LISTE DES TÂCHES
a) Dans le texte sur les arboriculteurs burundais, à combien Canésius Kabura estime-t-il ses pertes de la saison dernière ?
b) Extrayez du texte sur les arboriculteurs burundais le segment allant de « Les usines de » jusqu'à « fils au Lycée. » inclus.
c) Rédigez la suite du texte sur les arboriculteurs burundais, en reprenant juste après sa dernière phrase.

PASSAGE CITÉ
::::

Même plaintes chez Bède Kazoviyo, un autre arboriculteur dans la commune de Muhuta de la même province : « Ces fruits me permettaient de subvenir aux besoins de la famille. Après l’écoulement de toute ma récolte, je pouvais totaliser 800 dollars américains. L’absence des Rwandais nous affecte beaucoup. Car, au niveau local, impossible de consommer tous nos produits.

Les usines de transformation sont moins nombreuses ». Il se rappelle qu’en 2014, n’eussent-été ses plantations d’oranges, il n’aurait pas envoyé son fils au Lycée.

Affligé, ce père de sept enfants menace de déraciner toutes ses plantations fruitières pour laisser la place aux cultures vivrières. « En tout cas si les frontières burundaises ne sont pas ouvertes d’ici peu, ça sera la solution. Car, on ne va pas continuer de cultiver des arbres qui ne nous apportent plus rien. Qu’on ouvre ces frontières comme le Rwanda l’a fait », lance-t-il.

Des pertes aussi à l’ouest

Même situation à l’ouest du pays. Là, dans la province de Cibitoke frontalière avec le Rwanda, leur spécialité est la production des mangues, d’ananas et des tomates. Des agriculteurs investissent beaucoup dans ces cultures qu’on retrouve sur des grandes étendues. Et dans le temps, avant 2015, une quantité importante alimentait le Rwanda via la frontière burundo-rwandaise de Ruhwa. « On ne sait plus quoi faire. Moi, pour la saison dernière, les pertes sont estimées à plus de 1500 dollars américains. J’ai été obligé de vendre une petite quantité au niveau local, des tonnes et des tonnes ont pourri », se lamente Canésius Kabura, un arboriculteur de Rugombo. Aujourd’hui, il assiste impuissant à la pourriture de quantités importantes de ses récoltes. « C’est nous le bas peuple qui sommes sanctionnés. Pour cultiver ces fruits-là, on y met de l’argent. Et voilà, au moment de la récolte, on ne trouve pas de marché d’écoulement ».

::::

INFORMATIONS AFFICHÉES
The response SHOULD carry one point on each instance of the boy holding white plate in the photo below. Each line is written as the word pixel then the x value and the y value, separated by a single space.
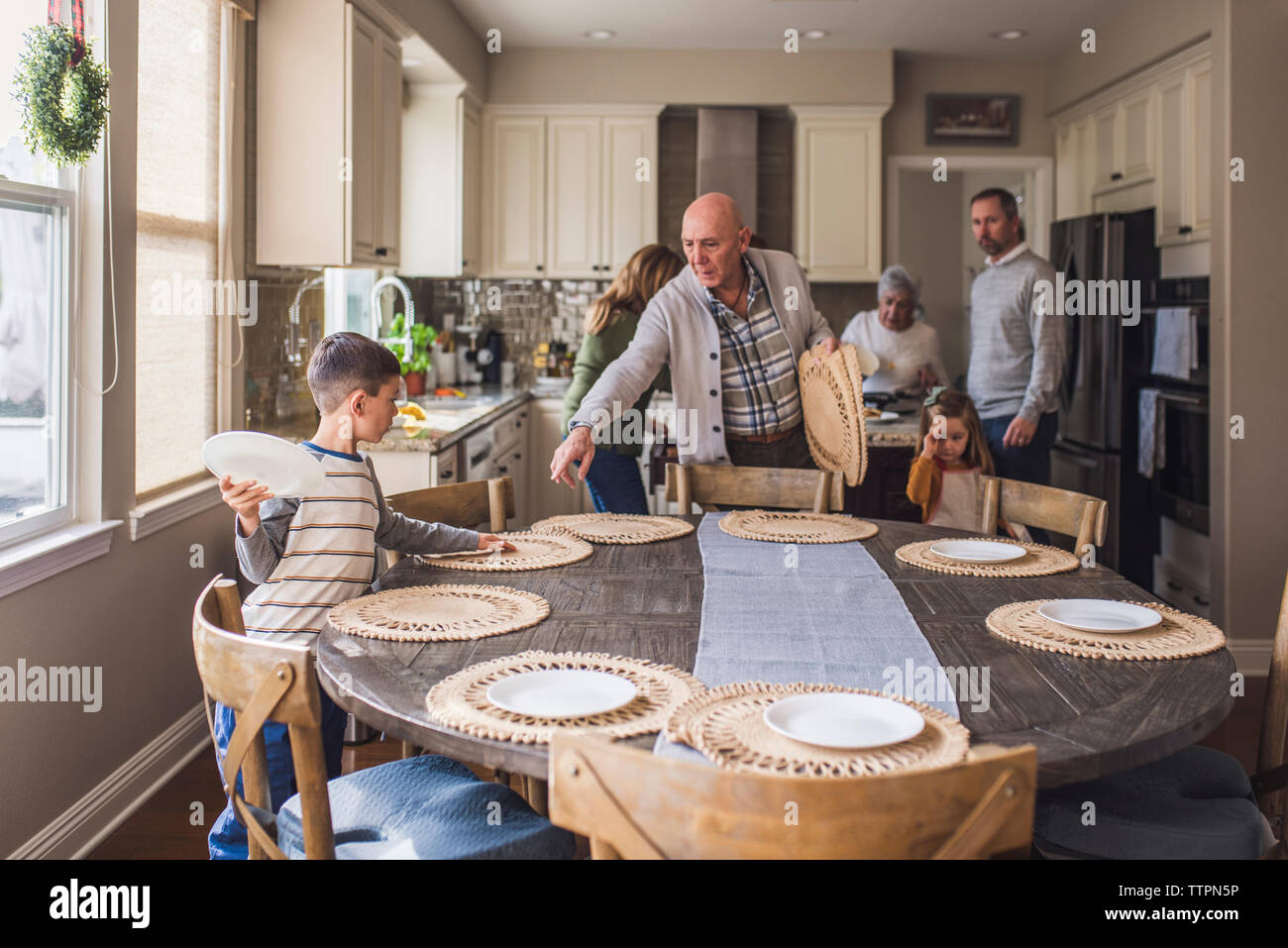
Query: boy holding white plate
pixel 308 554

::::

RÉSULTATS FINAUX
a) À plus de 1500 dollars américains.

b)
Les usines de transformation sont moins nombreuses ». Il se rappelle qu’en 2014, n’eussent-été ses plantations d’oranges, il n’aurait pas envoyé son fils au Lycée.

c)
Très remonté, I.N, un autre arboriculteur, dit ne pas comprendre comment on refuse d’ouvrir les frontières terrestres alors que des responsables rwandais ou burundais font des va-et- vient dans les deux sens. « S’il y avait encore des choses à régler, ces hautes personnalités rwandaises ne viendraient pas au Burundi ou vice-versa. C’est nous le bas peuple qui sommes en train de perdre énormément », analyse-t-il, rappelant qu’avant 2015, même des Burundais importaient certains produits du Rwanda : « Nous pouvions avoir facilement des pommes de terre appelés Ruhengeri, du lait en abondance, etc. Mais, avec ces histoires de mauvaises relations, tout s’est arrêté ».


Pour lui, il est temps que le conflit cesse et que les Burundais et les Rwandais recommencent leurs échanges commerciaux.

Un frein aux échanges

Interrogé par l’Agence Anadolu, Gabriel Rufyiri, économiste et président de l’Observatoire de lutte contre la corruption et les malversations économiques (Olucome), confirme que la fermeture des frontières burundaises au Rwanda pénalisent les agriculteurs burundais. « Ils écoulaient leurs produits agricoles au Rwanda. Je citerai le haricot, le riz, les fruits, etc. Mais aujourd’hui, ils ne trouvent pas de marché extérieur qui rapporte beaucoup d’argent », analyse-t-il, rappelant d’ailleurs que les échanges commerciaux entre Burundais et Rwandais datent de très longtemps. « Ils partagent presque la même langue, même culture, etc. Ce qui fait que même les relations sociales soient fortes et anciennes », note-t-il.


Pour Rufyiri, les deux pays devraient trouver une solution pour permettre la relance des échanges commerciaux. « Je ne doute pas que même des Rwandais qui écoulaient leurs produits au Burundi ou s’approvisionnaient en certains produits agricoles du Burundi sont affectés. Bref, on devrait faire comme l’ont fait le Rwanda et l’Ouganda récemment », propose-t-il. Sinon, prévient-il, la fermeture des frontières burundaises risque de freiner le développement de l’agriculture de marché au Burundi. « En effet, avec ses multiples unités de transformation des produits agricoles, les agriculteurs burundais y compris les arboriculteurs pouvaient compter sur le marché rwandais pour écouler leurs surplus agricoles », explique-t-il, notant que le Burundi est très propice aux fruits tropicaux.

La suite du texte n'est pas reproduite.